Task prompt ▸
Please show each line in the listing below that contains the string "surface", copying every such line in full. Match case exactly.

Given data ▸
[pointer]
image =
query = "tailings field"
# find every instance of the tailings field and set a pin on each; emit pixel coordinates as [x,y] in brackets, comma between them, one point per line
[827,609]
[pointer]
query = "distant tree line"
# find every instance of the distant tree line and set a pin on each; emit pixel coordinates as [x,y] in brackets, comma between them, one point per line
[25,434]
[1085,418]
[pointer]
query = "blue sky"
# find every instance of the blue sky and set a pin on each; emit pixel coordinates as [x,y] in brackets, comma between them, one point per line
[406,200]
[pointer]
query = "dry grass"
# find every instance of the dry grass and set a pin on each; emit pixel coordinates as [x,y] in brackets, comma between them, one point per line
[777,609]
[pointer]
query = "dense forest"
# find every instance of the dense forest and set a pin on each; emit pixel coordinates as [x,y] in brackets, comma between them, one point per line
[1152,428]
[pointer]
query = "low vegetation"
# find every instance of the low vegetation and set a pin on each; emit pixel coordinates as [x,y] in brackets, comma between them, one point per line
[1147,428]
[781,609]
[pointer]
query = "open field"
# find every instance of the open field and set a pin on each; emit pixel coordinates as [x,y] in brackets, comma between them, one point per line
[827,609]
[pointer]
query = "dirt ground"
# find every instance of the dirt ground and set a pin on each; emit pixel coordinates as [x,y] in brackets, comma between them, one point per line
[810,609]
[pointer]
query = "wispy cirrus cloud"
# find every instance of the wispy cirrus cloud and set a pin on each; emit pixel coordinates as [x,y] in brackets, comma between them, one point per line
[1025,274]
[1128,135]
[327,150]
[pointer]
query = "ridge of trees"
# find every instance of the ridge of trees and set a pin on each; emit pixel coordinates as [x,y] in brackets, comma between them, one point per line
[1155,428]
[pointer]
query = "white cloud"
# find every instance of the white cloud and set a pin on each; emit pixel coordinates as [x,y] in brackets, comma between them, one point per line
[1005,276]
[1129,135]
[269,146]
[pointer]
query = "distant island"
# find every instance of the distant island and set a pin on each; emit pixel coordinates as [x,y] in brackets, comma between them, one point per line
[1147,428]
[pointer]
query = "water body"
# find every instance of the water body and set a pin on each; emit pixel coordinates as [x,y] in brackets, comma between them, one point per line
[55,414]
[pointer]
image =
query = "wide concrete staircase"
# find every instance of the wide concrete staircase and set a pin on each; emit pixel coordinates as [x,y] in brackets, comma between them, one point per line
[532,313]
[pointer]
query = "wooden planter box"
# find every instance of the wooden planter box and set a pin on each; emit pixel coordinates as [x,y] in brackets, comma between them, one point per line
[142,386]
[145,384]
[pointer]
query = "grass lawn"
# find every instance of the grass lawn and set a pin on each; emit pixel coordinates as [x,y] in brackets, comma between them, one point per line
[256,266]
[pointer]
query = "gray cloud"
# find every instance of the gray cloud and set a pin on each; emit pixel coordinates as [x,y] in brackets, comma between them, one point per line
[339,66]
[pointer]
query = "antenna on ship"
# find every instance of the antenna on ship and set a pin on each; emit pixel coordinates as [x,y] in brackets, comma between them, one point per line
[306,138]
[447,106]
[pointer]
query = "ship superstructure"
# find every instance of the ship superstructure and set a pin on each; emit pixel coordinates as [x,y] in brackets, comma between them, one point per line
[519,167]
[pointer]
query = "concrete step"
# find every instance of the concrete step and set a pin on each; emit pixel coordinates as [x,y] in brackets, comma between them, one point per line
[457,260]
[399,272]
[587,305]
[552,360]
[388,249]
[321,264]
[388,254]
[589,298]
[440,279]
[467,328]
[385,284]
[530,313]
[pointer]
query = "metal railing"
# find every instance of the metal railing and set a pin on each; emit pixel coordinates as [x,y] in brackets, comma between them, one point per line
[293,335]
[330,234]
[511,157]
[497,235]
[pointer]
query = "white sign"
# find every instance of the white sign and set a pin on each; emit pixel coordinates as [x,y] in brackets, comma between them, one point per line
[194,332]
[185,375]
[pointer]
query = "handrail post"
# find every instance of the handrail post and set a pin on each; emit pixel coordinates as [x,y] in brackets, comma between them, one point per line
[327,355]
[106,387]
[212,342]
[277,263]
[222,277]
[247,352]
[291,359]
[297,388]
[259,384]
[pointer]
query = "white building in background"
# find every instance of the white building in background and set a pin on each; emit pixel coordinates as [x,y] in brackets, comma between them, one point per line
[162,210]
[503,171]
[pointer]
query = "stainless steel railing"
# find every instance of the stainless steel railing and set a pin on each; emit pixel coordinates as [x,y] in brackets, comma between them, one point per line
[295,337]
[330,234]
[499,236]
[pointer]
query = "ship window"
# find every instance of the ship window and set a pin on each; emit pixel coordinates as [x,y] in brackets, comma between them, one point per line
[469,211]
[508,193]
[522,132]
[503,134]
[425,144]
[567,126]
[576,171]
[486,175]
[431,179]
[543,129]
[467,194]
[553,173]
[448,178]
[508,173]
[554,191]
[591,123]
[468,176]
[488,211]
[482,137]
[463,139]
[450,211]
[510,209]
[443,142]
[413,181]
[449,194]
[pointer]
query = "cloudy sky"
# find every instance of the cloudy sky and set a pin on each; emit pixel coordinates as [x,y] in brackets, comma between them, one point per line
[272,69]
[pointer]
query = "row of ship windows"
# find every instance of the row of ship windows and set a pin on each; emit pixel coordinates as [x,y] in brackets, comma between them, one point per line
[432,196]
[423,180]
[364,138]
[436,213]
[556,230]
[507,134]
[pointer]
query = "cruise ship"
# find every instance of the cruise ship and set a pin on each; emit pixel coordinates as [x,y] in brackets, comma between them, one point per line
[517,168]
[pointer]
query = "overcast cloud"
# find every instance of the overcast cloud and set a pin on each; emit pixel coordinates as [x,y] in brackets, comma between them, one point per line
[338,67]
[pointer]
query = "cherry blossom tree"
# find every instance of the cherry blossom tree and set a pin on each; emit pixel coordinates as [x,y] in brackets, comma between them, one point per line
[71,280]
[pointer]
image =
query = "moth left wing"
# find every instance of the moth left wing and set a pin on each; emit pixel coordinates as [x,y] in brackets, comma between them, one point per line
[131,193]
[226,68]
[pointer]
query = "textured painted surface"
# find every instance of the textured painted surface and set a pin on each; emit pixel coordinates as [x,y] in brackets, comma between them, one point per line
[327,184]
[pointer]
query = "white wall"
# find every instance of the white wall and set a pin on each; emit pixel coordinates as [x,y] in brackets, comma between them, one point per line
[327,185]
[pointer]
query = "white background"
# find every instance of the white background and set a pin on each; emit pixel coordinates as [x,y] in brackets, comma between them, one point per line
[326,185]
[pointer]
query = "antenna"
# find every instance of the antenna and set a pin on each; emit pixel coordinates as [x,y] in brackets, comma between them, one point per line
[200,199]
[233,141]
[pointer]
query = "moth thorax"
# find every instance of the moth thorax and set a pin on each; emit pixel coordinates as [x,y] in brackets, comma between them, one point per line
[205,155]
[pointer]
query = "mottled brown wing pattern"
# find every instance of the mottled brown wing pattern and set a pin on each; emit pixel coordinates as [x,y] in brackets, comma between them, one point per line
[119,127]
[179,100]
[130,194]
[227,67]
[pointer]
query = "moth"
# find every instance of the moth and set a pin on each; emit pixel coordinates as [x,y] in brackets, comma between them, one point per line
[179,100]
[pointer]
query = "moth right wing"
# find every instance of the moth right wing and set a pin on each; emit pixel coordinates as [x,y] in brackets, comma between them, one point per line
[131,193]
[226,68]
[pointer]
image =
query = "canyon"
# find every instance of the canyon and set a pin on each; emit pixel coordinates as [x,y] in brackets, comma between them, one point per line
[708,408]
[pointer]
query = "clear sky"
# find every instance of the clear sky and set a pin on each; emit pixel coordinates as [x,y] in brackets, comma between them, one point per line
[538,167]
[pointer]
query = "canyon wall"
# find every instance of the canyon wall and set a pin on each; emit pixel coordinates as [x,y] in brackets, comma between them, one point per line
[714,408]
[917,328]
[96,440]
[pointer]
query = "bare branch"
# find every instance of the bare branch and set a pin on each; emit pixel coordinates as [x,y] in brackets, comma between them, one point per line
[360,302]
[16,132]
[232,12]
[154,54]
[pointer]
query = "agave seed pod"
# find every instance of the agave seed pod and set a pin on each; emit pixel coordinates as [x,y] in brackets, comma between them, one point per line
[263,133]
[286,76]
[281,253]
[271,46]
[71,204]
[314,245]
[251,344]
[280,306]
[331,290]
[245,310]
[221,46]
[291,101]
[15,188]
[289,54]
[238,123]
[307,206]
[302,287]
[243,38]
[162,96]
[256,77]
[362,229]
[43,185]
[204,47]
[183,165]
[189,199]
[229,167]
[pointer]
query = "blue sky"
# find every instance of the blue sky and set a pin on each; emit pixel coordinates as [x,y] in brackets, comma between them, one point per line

Solved problem ▸
query = "textured painted surface"
# find every instance of the textured painted surface and set a pin on each; emit pixel coordinates as [x,y] in brackets, comma between them, one point per line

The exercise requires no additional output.